◆ **Document segment**
╭──

Question

A wooden block of mass M rests on a horizontal surface. A bullet of mass m moving in the horizontal direction strikes and gets embedded in it. The combined system covers a distance x on the surface. If the coefficient of friction between wood and the surface is $\mu$, the speed of the bullet at the time of striking the block is (where m is mass of the bullet)

• A. $\sqrt{\frac{2mg}{\mu m}}$
• B. $\sqrt{\frac{2\mu mg}{mx}}$
• C. $\sqrt{2\mu gx}\left(\frac{M+m}{m}\right)$
• D. $\sqrt{\frac{2\mu mx}{M+m}}$

Answer 1

The correct option is C

$\sqrt{2\mu gx}\left(\frac{M+m}{m}\right)$

Let speed of the bullet = v

Speed of the system after the collision = V

By conservation of momentum mv = (m + M)V

$\Rightarrow V=\frac{mv}{M+m}$

So the initial K.E. acquired by the system

$=\frac{1}{2}(M+m)V^2=\frac{1}{2}(m+M){\left(\frac{mv}{M+m}\right)}^2=\frac{1}{2}\frac{m^2{v}^2}{(m+M)}$

This kinetic energy goes against friction work done by friction $=\mu R\times x=\mu (m+M)g\times x$

By the law of conservation of energy

$\frac{1}{2}\frac{m^2{v}^2}{(m+M)}=\mu (m+M)g\times x\Rightarrow v^2=2\mu gx{\left(\frac{m+M}{m}\right)}^2\therefore v=\sqrt{2\mu gx}\left(\frac{M+m}{m}\right)$

╰──

◆ **Source excerpt**
╭──

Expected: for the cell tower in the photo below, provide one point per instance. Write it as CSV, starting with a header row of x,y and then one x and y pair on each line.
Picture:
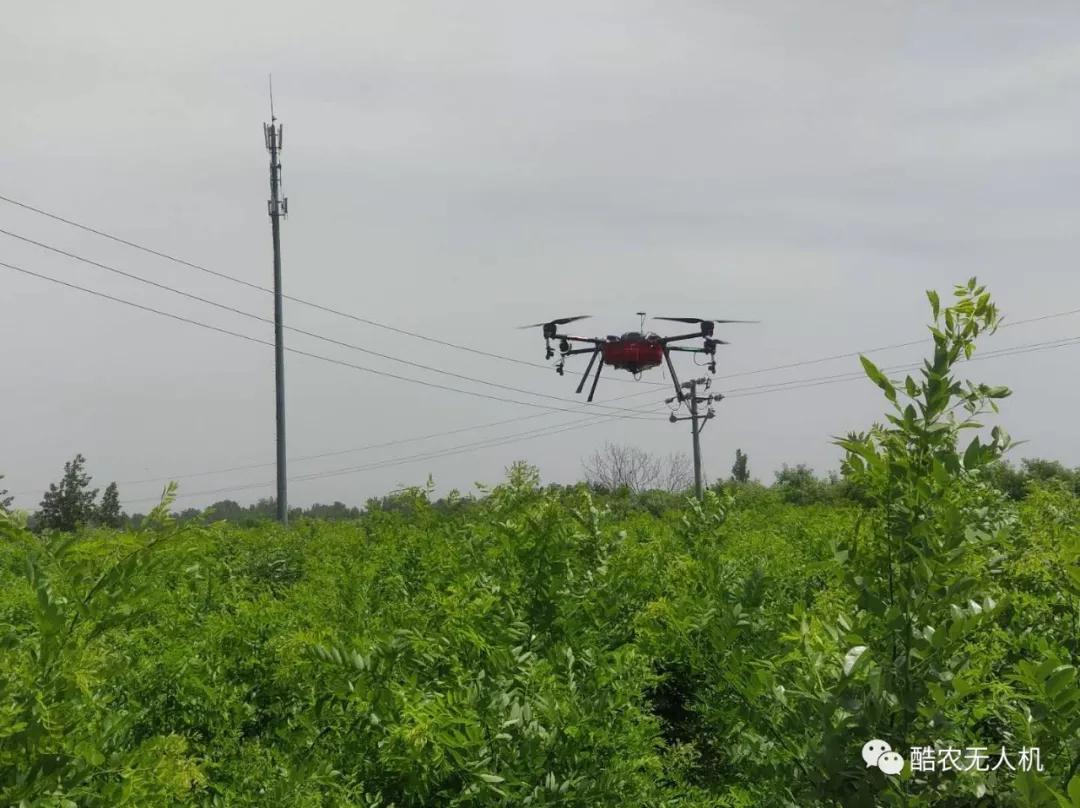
x,y
278,207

╰──

◆ **Job**
Translate this sentence from the bullet-and-block physics problem into Spanish: "A wooden block of mass M rests on a horizontal surface."

◆ **Right answer**
Un bloque de madera de masa M descansa sobre una superficie horizontal.